* _Instructions for the task_:
Extract each line from the rows below that contains the string "patch", and copy those lines unchanged.

* _Dataset rows_:
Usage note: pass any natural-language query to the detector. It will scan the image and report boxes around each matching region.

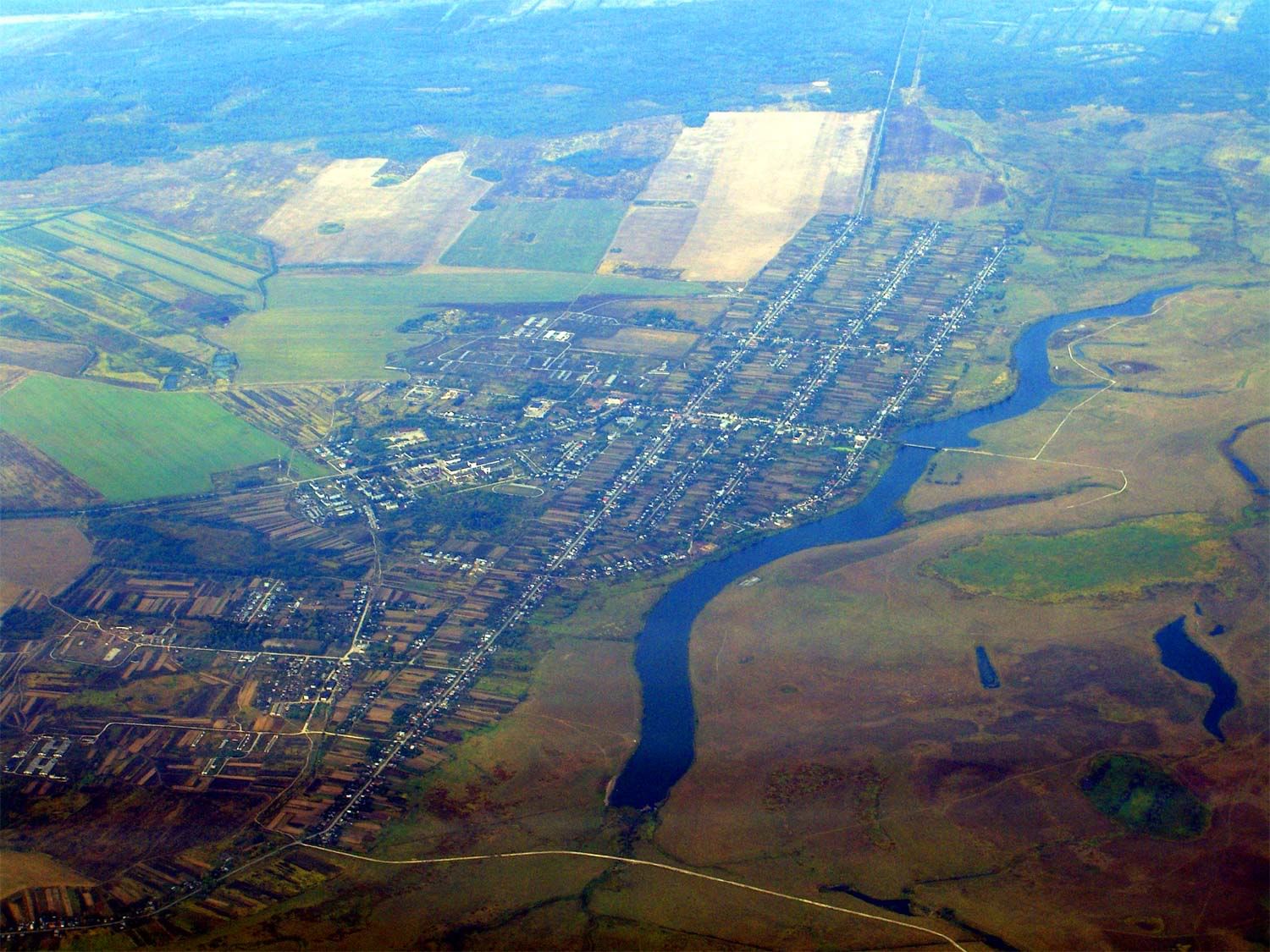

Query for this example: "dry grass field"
[581,327,698,357]
[602,112,876,281]
[261,152,490,264]
[0,520,93,611]
[0,850,94,898]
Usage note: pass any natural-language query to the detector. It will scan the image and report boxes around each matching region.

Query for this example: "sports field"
[211,269,704,383]
[0,375,323,503]
[441,198,627,272]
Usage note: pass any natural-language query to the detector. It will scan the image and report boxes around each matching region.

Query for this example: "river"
[609,287,1185,807]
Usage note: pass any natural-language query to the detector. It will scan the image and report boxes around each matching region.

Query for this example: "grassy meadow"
[210,271,703,383]
[931,513,1229,601]
[441,198,627,272]
[0,375,322,503]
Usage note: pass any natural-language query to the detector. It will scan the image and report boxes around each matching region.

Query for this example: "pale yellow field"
[602,112,876,281]
[0,850,96,898]
[261,152,490,264]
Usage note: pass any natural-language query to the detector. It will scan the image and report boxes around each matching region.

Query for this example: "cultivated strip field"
[213,268,704,383]
[0,375,322,502]
[604,112,876,281]
[0,208,272,386]
[261,152,490,264]
[441,198,627,272]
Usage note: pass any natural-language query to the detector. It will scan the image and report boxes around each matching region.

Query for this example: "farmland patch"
[261,152,492,264]
[0,375,320,502]
[582,327,698,357]
[604,112,875,281]
[441,200,625,272]
[215,271,703,383]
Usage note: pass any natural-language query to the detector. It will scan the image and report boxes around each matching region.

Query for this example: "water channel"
[609,289,1185,807]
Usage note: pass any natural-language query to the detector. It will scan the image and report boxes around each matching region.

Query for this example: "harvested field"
[441,198,625,272]
[261,152,492,264]
[870,172,1006,218]
[0,431,102,510]
[0,337,93,377]
[0,520,93,612]
[0,850,96,898]
[582,327,698,357]
[0,375,322,502]
[602,112,876,281]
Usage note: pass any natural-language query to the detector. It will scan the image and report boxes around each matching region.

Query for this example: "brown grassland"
[0,850,94,896]
[581,327,698,357]
[0,520,93,611]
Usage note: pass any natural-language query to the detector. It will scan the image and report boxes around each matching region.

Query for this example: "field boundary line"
[301,843,968,952]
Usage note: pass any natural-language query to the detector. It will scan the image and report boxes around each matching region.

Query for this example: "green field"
[930,513,1227,602]
[441,198,627,272]
[1033,231,1199,261]
[1081,754,1209,839]
[208,272,705,383]
[0,375,324,503]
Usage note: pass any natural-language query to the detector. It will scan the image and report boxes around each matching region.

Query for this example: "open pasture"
[929,513,1231,601]
[604,112,876,281]
[441,198,627,272]
[261,152,492,264]
[213,269,703,383]
[0,211,269,386]
[1044,173,1234,246]
[0,375,320,503]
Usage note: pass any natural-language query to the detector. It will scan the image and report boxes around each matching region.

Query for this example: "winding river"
[609,287,1185,807]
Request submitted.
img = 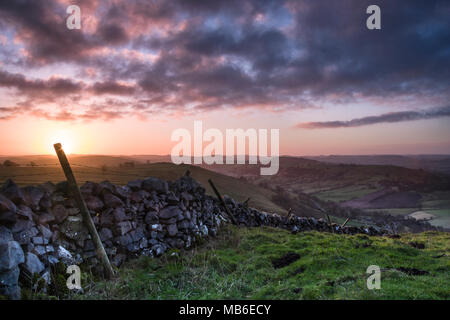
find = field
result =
[0,157,286,214]
[70,226,450,299]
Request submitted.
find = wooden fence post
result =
[208,179,237,225]
[53,143,114,279]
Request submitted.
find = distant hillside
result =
[0,155,286,214]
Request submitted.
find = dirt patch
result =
[409,241,425,249]
[409,211,436,221]
[395,267,430,276]
[272,252,300,269]
[292,267,305,276]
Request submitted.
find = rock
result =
[103,192,123,208]
[159,206,183,219]
[61,216,89,241]
[0,211,17,226]
[17,204,33,220]
[56,246,74,266]
[113,208,128,222]
[80,181,98,196]
[84,195,105,212]
[127,180,142,191]
[98,228,113,241]
[0,194,17,213]
[39,195,52,209]
[0,241,25,272]
[21,186,45,209]
[0,226,14,244]
[111,253,127,267]
[0,267,20,300]
[167,224,178,237]
[142,177,169,193]
[31,237,48,245]
[114,234,133,248]
[41,181,56,194]
[52,204,69,223]
[152,244,166,257]
[38,212,55,224]
[0,179,24,205]
[115,186,131,200]
[38,225,53,239]
[55,181,69,194]
[115,221,133,236]
[23,252,45,274]
[34,246,55,256]
[144,211,159,224]
[0,285,21,300]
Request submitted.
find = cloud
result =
[296,106,450,129]
[0,0,450,119]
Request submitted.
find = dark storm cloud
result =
[296,106,450,129]
[0,0,450,118]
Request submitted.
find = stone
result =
[39,195,52,209]
[103,192,123,208]
[23,252,45,274]
[38,212,55,224]
[115,221,133,236]
[113,208,128,222]
[61,216,89,241]
[159,206,183,219]
[111,253,127,267]
[52,204,69,223]
[115,186,131,199]
[14,227,39,245]
[167,224,178,237]
[56,246,77,266]
[144,211,159,224]
[31,237,48,245]
[80,181,98,196]
[100,208,114,227]
[0,226,14,244]
[152,243,166,257]
[34,246,55,256]
[84,195,105,212]
[38,225,53,239]
[142,177,169,193]
[0,241,25,272]
[0,285,21,300]
[17,204,33,220]
[0,179,24,205]
[0,194,17,213]
[115,234,133,248]
[40,181,56,194]
[55,181,69,194]
[0,267,20,300]
[127,180,142,191]
[0,211,17,226]
[21,186,45,209]
[98,228,113,241]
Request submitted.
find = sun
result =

* _Solution to this problem_:
Query for this example: "farmland patch"
find = dirt patch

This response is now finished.